• _Tarefas obrigatórias_
• a. Diga se cada afirmação concorda com o texto sobre a Nota Técnica da Embrapa Pantanal, respondendo sim ou não e citando literalmente as palavras do texto que decidem a questão: (i) a Nota Técnica foi emitida pela Embrapa Pantanal a pedido do Imasul; (ii) o Decreto Estadual Nº 13.977 data de 25 de maio de 2012; (iii) a Nota Técnica propõe limites para a substituição da vegetação nativa no Pantanal com vistas à formação de pastagens cultivadas.
• b. Prossiga com o texto sobre a Nota Técnica da Embrapa Pantanal a partir do ponto em que ele termina.

• _Texto de leitura_
-- -- --

14/08/14 |   Gestão ambiental e territorial

Texto na íntegra: Nota Técnica CAR MS - Pantanal 2014

Informe múltiplos e-mails separados por vírgula.

Este é o texto completo da Nota Técnica emitida pela Embrapa Pantanal em agosto de 2014 a pedido do Instituto de Meio Ambiente do Mato Grosso do Sul - Imasul para subsidiar a legislação do Cadastro Ambiental Rural (CAR) no Pantanal.

 

Referência: Recomendação Técnica para o Artigo 17° do Decreto Estadual Nº 13.977, de 5 de junho de 2014, que dispõe sobre o Cadastro Ambiental Rural de Mato Grosso do Sul e dá outras providências, em conformidade com a Lei Federal 12.651, de 25 de maio de 2012.
 
Esta Nota Técnica constitui a proposição de uma alternativa para estabelecer limites para a substituição da vegetação nativa no Pantanal visando à formação de pastagens cultivadas, em consonância com as premissas do Artigo 10º do Código Florestal.

-- -- --

• _Informações extraídas_
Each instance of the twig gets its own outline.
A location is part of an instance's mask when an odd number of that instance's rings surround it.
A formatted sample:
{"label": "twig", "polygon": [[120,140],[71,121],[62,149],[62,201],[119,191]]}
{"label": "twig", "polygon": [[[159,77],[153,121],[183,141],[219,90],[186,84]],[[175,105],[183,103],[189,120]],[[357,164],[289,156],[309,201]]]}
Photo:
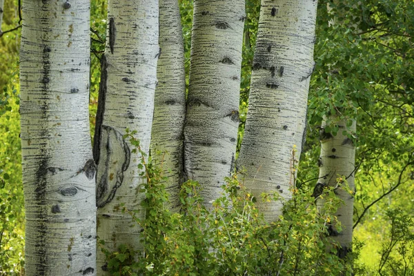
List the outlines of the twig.
{"label": "twig", "polygon": [[359,217],[358,217],[358,219],[357,219],[357,221],[355,223],[355,224],[353,226],[353,229],[355,229],[355,228],[357,226],[357,225],[358,225],[358,224],[359,223],[359,221],[361,221],[361,219],[362,218],[362,217],[364,217],[364,215],[365,215],[365,213],[366,213],[366,211],[368,210],[368,209],[369,209],[371,207],[372,207],[375,204],[376,204],[377,202],[378,202],[379,201],[380,201],[381,199],[382,199],[384,197],[385,197],[386,195],[389,195],[391,193],[392,193],[394,190],[395,190],[397,188],[398,188],[398,186],[402,183],[402,175],[404,174],[404,172],[405,172],[405,170],[406,170],[406,168],[411,166],[411,165],[413,165],[414,164],[414,161],[408,161],[402,168],[402,170],[401,170],[401,172],[400,172],[400,175],[398,176],[398,182],[397,183],[397,184],[393,186],[393,188],[391,188],[388,192],[384,193],[384,194],[382,194],[379,197],[378,197],[377,199],[374,200],[373,202],[371,202],[369,205],[368,205],[366,207],[364,208],[364,211],[362,212],[362,213],[361,214],[361,215]]}
{"label": "twig", "polygon": [[0,37],[3,37],[3,34],[6,34],[8,32],[12,32],[14,30],[17,30],[18,28],[19,28],[21,27],[21,25],[19,25],[17,27],[13,28],[12,29],[10,29],[10,30],[6,30],[4,32],[1,32],[0,30]]}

-- -- --

• _Resultados_
• a.
(i) Sim: "emitida pela Embrapa Pantanal em agosto de 2014 a pedido do Instituto de Meio Ambiente do Mato Grosso do Sul - Imasul".
(ii) Não: "Decreto Estadual Nº 13.977, de 5 de junho de 2014".
(iii) Sim: "estabelecer limites para a substituição da vegetação nativa no Pantanal visando à formação de pastagens cultivadas".

• b.
A Nota Técnica da Embrapa Pantanal, de 18 de outubro de 2013, encaminhada ao IMASUL, discorreu sobre os princípios que nortearam as análises, incluindo proposição específica para Áreas de Preservação Permanente (APP), Áreas de Uso Restrito (AUR) e aspectos relevantes para a sustentabilidade ecológica das atividades humanas, como hidrologia, limpeza de pastagens, uso de fogo para o manejo da vegetação, entre outros.
 
Para AURs, um aspecto central foi a definição de uma estratégia para licenciamento da substituição de vegetação nativa para formação de pastagens cultivadas, uma vez que este tipo de intervenção nas paisagens tem efeito direto sobre a biodiversidade e os processos ecológicos relevantes, além de ser uma demanda de dimensão econômica para as fazendas localizadas no Pantanal.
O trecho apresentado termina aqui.